-- Begin DATA SECTION --
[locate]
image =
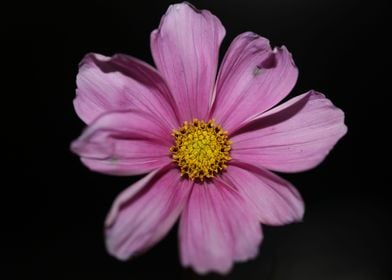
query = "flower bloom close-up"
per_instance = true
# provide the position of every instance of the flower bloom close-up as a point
(207, 139)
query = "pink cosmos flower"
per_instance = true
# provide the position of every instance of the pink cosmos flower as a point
(206, 141)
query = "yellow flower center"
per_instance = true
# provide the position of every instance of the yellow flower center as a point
(201, 149)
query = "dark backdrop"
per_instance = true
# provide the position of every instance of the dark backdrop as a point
(54, 207)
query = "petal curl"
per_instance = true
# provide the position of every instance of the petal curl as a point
(293, 137)
(121, 82)
(124, 143)
(185, 49)
(252, 79)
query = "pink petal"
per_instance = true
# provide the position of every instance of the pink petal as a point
(144, 213)
(120, 83)
(124, 143)
(185, 49)
(252, 79)
(217, 228)
(275, 200)
(293, 137)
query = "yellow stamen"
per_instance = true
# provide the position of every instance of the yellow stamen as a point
(201, 149)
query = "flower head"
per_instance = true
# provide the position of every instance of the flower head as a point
(207, 140)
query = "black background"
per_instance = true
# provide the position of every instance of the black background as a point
(54, 207)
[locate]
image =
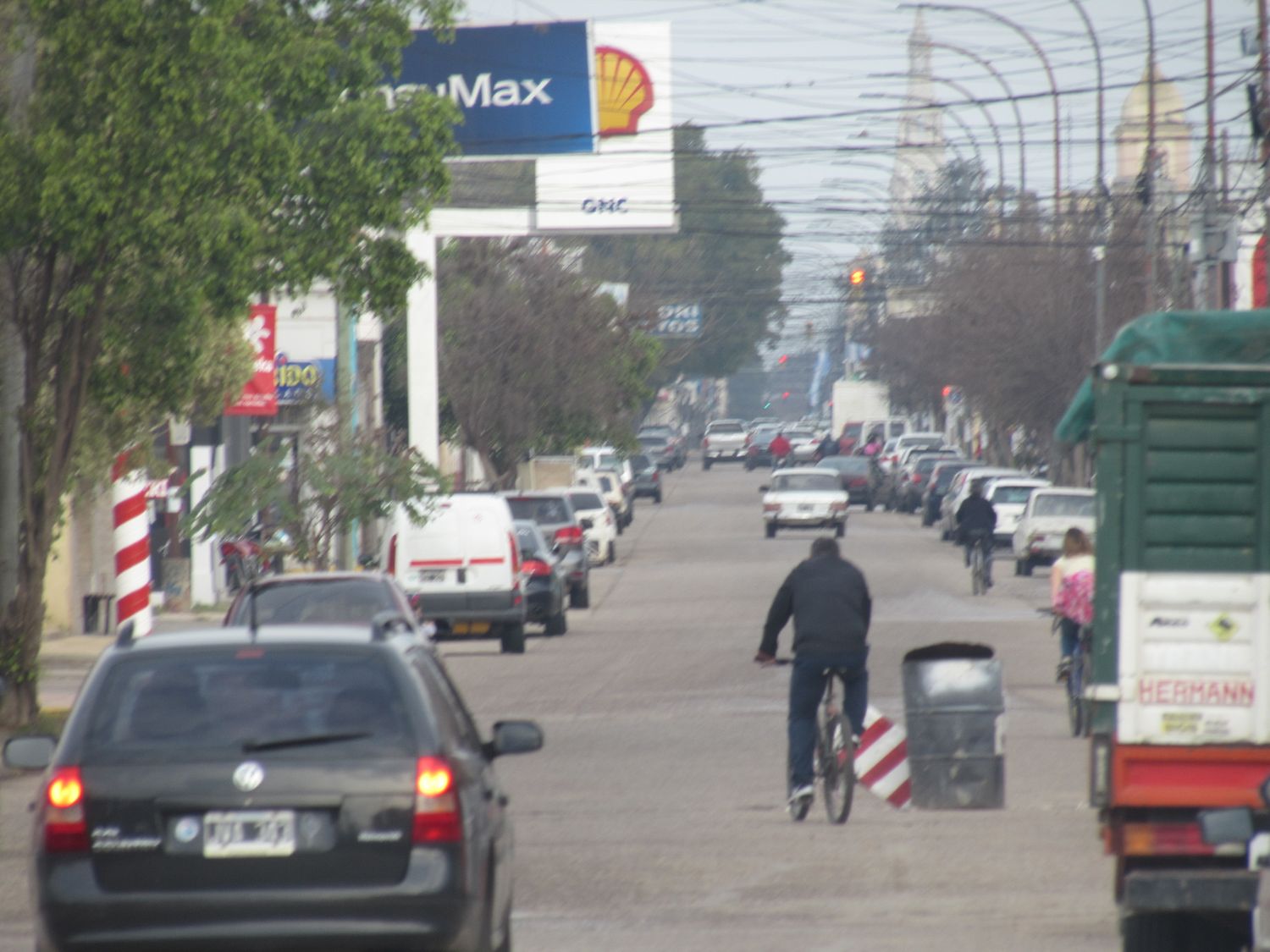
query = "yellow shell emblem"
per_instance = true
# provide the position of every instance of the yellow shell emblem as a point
(624, 91)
-- End DATA SECTION --
Would you mind returning each entry above word for word, skipping the images?

» OUTPUT
[locate]
image =
query = "flower bloom close-up"
per_instance = true
# provide the position of every instance of the flower bloom close-up as a point
(207, 139)
query = "pink cosmos flower"
per_instance = true
# provide the position of every instance of the pink cosmos flower as a point
(206, 141)
query = "yellow flower center"
per_instance = true
# provide the position of every instance of the yellow flower center as a point
(201, 149)
query = "dark backdrop"
per_instance = true
# provide the position of every instance of the dark backdrop as a point
(54, 207)
query = "petal curl"
per_instance = true
# provide the position of every instance of the petal curl as a point
(293, 137)
(121, 82)
(124, 143)
(185, 49)
(252, 79)
query = "pink petal"
per_instance = true
# provide the position of every instance of the pink petal as a point
(144, 213)
(120, 83)
(124, 143)
(185, 49)
(252, 79)
(217, 228)
(275, 200)
(293, 137)
query = "yellow stamen"
per_instance = true
# provide the position of every instance of the yellow stamen as a point
(201, 149)
query = "flower head"
per_instance = true
# provide the position of every instance of the flower head as a point
(207, 140)
query = "black background"
per_instance = true
# provide the position of every instance of the black background as a point
(54, 207)
[locate]
image =
query = "yellow shell emblem"
per_instance = true
# provide the position of every instance of the yellow shell emblem as a point
(624, 91)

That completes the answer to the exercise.